## EXERCISE DETAILS:
Return the material below unchanged, from the line containing "If you could locate the man's forearm" through the final line, with both of those lines included.

## Items from a dataset:

········

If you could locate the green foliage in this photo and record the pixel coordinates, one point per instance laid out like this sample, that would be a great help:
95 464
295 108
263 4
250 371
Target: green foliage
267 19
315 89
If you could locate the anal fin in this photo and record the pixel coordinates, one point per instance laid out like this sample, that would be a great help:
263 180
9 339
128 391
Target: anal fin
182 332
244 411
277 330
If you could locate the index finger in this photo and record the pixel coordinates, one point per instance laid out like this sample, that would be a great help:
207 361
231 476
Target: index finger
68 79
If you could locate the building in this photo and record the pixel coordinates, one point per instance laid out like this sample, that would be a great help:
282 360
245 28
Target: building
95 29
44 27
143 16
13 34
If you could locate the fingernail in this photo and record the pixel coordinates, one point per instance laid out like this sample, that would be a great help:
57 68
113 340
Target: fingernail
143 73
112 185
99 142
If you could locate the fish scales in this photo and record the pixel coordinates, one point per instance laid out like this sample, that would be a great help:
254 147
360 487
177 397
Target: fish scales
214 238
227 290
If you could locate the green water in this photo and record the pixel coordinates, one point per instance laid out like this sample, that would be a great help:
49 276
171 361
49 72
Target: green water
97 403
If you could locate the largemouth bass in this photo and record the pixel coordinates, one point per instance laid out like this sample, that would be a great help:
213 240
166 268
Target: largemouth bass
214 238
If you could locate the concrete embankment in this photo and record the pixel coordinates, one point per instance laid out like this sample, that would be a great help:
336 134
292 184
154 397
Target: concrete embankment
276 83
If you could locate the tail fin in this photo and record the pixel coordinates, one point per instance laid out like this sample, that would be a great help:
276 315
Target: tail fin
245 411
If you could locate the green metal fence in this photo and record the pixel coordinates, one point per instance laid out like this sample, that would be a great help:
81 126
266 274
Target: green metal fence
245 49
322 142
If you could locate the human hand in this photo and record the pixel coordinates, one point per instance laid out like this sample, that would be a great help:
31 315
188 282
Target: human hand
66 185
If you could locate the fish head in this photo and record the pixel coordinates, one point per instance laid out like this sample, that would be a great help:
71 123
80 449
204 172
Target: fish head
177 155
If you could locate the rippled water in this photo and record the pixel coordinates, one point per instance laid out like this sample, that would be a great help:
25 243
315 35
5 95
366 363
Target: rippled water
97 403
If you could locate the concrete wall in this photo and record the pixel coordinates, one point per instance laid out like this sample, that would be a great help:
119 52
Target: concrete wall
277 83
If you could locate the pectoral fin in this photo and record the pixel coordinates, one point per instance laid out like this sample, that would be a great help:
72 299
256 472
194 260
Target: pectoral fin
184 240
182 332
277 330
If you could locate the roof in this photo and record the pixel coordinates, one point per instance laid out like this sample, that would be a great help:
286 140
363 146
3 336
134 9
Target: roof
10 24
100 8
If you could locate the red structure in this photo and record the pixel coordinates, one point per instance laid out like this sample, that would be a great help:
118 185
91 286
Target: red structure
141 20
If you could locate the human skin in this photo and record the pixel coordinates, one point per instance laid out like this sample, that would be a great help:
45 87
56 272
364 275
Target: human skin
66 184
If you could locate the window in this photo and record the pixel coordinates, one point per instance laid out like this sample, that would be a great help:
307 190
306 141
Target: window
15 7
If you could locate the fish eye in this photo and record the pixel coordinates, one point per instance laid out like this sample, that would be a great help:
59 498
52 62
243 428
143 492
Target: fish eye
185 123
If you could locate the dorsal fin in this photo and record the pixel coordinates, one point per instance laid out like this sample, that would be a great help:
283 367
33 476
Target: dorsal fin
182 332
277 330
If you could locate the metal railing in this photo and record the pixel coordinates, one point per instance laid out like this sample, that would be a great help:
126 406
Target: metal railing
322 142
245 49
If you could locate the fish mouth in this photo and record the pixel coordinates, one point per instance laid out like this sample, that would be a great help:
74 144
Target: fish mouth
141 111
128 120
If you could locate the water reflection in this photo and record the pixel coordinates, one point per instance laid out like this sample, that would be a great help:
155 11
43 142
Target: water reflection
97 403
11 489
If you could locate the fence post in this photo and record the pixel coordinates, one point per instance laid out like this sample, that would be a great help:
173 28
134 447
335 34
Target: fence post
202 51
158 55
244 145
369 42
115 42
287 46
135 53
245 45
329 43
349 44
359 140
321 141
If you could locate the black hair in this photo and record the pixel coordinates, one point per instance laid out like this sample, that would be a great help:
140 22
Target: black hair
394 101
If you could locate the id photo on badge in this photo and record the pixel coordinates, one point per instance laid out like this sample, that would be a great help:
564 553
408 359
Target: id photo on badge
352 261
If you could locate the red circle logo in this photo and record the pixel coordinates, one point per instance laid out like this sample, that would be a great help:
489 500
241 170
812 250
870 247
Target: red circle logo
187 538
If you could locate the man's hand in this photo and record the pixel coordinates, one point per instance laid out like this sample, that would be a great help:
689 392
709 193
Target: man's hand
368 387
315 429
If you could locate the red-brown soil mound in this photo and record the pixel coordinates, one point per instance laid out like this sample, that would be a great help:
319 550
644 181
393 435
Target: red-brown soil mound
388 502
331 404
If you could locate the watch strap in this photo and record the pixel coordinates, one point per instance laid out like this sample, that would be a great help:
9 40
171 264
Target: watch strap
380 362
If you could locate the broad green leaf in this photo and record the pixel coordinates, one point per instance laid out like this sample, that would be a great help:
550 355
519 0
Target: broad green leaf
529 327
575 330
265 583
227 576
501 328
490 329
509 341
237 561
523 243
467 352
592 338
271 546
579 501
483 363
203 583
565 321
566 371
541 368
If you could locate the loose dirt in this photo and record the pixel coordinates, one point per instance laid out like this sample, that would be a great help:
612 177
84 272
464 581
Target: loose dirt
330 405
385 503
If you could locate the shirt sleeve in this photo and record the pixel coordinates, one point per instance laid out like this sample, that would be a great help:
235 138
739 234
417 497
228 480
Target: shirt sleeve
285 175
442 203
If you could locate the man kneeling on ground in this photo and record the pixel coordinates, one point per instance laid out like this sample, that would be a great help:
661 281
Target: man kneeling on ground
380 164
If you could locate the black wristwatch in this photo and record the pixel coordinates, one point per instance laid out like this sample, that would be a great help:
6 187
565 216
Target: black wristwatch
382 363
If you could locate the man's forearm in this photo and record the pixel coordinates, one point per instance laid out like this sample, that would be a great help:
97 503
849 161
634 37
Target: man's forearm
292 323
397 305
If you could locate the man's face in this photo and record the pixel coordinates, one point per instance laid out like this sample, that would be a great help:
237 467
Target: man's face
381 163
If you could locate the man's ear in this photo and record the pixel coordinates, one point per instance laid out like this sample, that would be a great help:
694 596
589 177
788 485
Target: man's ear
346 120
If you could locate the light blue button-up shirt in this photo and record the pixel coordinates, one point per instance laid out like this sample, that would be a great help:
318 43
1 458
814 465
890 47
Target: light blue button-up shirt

········

## RESPONSE TO THIS TASK:
If you could locate the man's forearm in this photo and record the pixel coordinates, one point per instance laid out like this sample, that would be a great help:
97 503
849 161
634 37
Target: man's forearm
292 323
397 305
If you could locate the man's face in this photo and record the pixel coordinates, one point per instance laid out like this sample, that would be a great help:
237 467
Target: man's face
381 163
If you could locate the man's ear in this photo and record the pixel coordinates, one point per instance laid out like this sample, that would be a great help:
694 596
589 177
788 485
Target: man's ear
346 120
If you could locate the light blue button-up shirt in this photo and record the pixel coordinates, one point per instance laid out like this sample, that would be a great help:
318 43
1 458
814 465
890 47
Target: light blue button-up shirt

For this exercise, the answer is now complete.